- [Problem requirements]
Replace every "drop a marker on each instance" in the rows below with "place a point on every instance", and leave everything else in the rows unchanged.

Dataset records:
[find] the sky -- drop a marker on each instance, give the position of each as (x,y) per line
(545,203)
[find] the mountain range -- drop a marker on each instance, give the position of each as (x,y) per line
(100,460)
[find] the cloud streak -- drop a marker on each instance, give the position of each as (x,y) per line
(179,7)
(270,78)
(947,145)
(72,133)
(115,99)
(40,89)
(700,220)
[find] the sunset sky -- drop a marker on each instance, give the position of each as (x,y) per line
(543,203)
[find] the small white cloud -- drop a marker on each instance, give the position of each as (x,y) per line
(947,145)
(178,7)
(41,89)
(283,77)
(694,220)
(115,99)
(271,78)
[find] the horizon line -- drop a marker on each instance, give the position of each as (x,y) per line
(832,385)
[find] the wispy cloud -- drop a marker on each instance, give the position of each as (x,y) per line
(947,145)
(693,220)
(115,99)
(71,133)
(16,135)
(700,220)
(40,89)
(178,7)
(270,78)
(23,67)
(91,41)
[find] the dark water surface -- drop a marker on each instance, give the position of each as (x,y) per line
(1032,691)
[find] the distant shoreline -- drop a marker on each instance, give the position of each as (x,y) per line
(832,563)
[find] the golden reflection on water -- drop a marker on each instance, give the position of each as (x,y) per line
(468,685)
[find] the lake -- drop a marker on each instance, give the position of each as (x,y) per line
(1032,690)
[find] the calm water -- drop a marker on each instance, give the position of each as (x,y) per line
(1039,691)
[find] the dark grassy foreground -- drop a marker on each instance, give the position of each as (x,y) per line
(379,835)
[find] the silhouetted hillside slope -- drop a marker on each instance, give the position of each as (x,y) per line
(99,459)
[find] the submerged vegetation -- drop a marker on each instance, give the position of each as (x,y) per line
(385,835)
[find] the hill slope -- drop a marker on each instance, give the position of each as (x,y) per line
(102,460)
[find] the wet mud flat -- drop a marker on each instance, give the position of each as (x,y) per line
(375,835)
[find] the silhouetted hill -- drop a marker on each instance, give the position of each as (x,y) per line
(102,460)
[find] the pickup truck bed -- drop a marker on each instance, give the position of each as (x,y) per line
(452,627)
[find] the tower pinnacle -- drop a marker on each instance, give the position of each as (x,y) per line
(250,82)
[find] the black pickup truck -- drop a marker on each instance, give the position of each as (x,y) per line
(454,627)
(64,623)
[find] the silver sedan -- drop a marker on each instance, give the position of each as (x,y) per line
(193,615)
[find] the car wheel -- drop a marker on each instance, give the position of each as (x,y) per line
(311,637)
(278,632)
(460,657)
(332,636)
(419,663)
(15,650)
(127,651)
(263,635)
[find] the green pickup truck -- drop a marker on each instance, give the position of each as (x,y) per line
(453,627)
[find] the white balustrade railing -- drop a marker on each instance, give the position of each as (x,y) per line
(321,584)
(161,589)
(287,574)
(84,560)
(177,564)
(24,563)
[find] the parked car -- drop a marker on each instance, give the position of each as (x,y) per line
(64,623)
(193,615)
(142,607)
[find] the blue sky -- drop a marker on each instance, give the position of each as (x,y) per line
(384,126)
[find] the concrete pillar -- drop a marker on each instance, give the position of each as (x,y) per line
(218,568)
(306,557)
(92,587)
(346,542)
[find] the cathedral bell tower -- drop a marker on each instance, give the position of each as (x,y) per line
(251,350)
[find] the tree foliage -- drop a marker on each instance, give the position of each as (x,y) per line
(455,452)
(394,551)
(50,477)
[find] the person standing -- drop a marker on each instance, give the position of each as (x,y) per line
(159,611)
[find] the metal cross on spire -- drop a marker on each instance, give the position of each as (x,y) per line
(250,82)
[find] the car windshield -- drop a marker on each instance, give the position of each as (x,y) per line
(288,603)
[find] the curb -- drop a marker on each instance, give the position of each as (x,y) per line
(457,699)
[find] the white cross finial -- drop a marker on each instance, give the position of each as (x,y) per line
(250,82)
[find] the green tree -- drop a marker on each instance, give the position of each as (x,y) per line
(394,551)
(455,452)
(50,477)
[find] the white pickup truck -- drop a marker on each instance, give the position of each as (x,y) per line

- [Completed exercise]
[find] the sky -- place a point on every instance, give the position of each as (x,y) per line
(545,203)
[find] the mountain range -- place a point on every instance, give the position of each as (x,y) per line
(100,460)
[find] the cloud streak -- place a point on every instance, give the position of each as (x,y) per line
(179,7)
(270,78)
(947,145)
(72,133)
(115,99)
(40,89)
(700,220)
[find] the sunset sky -- place a point on every instance, give the position of each as (x,y) per line
(543,203)
[find] the small white cloud -- place a point on every instance, give the position of each as (x,y) per line
(947,145)
(178,7)
(41,89)
(283,77)
(694,220)
(115,99)
(271,78)
[find] the horizon line -- place a point on every instance, give the position of each as (x,y) per line
(832,385)
[find] the wispy cloud -- place a point on every instance, give the position of each as (x,y) per line
(947,145)
(693,220)
(115,99)
(71,133)
(16,135)
(700,220)
(40,89)
(178,7)
(270,78)
(23,67)
(91,41)
[find] the dark water surface -- place a point on every instance, give the position of each as (x,y) per line
(1032,691)
[find] the distant shoreline -- place a point on every instance, give the position of each as (x,y) per line
(832,563)
[find] the golden reflection on water -- place a point on every instance, give the position of each as (x,y) per line
(468,685)
[find] the lake -- place a point on every instance, give the position of each as (x,y) per line
(1032,690)
[find] the calm water -- place a point on every instance, give the position of each as (x,y) per line
(1039,691)
[find] the dark grassy foreground -- place a point on every instance, give the position of each as (x,y) per line
(379,835)
[find] the silhouetted hillside slope -- place a point on every instance, give the position of each as (x,y) per line
(99,459)
[find] the submerged vegetation -- place a point on every instance, give the position of each as (x,y) per line
(385,835)
[find] the hill slope -- place a point on every instance, give the position of each as (x,y) per line
(102,460)
[find] the wet mud flat -- place a point on every instance, give the position of each as (x,y) per line
(375,835)
[find] the silhouetted hill -- place a point on every instance, give the position of each as (x,y) per line
(102,460)
[find] the pickup truck bed -- place a point on every instance, give the position of each as (x,y) per line
(452,627)
[find] the tower pinnacle -- place a point on every instance, give the position of each as (x,y) per line
(250,82)
[find] the black pickup truck -- place a point on every instance, give the position of each as (x,y) per line
(454,627)
(64,623)
[find] the silver sedan -- place a point on every instance, give the position of each as (x,y) per line
(193,615)
[find] the car wheel -- place a point on every instance, give the position of each as (x,y) per line
(311,637)
(278,632)
(460,657)
(332,636)
(419,663)
(15,650)
(127,651)
(263,635)
[find] the green pickup truck -- place a point on every instance, give the position of each as (x,y) per line
(453,627)
[find] the white balustrade railing -- place a point on every instance, give the position of each as (x,y) per line
(321,584)
(161,589)
(287,574)
(84,560)
(177,564)
(24,563)
[find] the parked car -- place a point on every instance, give the position of each as (x,y) per line
(64,623)
(193,615)
(142,607)
[find] the blue sky -- place a point on every instance, give the position of each as (x,y) per line
(384,126)
[find] the concrete pillar -- place a point on every instance, give the position of each as (x,y) per line
(218,568)
(306,557)
(92,587)
(346,542)
[find] the cathedral bell tower -- place a point on every instance, give the position of each as (x,y) per line
(251,350)
[find] the tree foliage -- place a point on every instance, give the position of each as (x,y) per line
(455,452)
(394,551)
(50,477)
[find] the person standing -- place a point on every instance, give the position of each as (x,y) per line
(159,611)
[find] the metal cross on spire -- place a point on every instance, give the position of each as (x,y) per line
(250,82)
[find] the car windshield -- place a point on every instance, give the position of each as (x,y) per line
(288,603)
[find] the curb -- place a point on every instance, give the position of each as (x,y) per line
(457,699)
[find] the white cross finial -- place a point on every instance, give the position of each as (x,y) per line
(250,82)
[find] the green tree -- place a point on every instance, give the position of each as (x,y) per line
(394,551)
(455,452)
(50,477)
[find] the white pickup truck -- place a point on every instance, give the position of each as (x,y) per line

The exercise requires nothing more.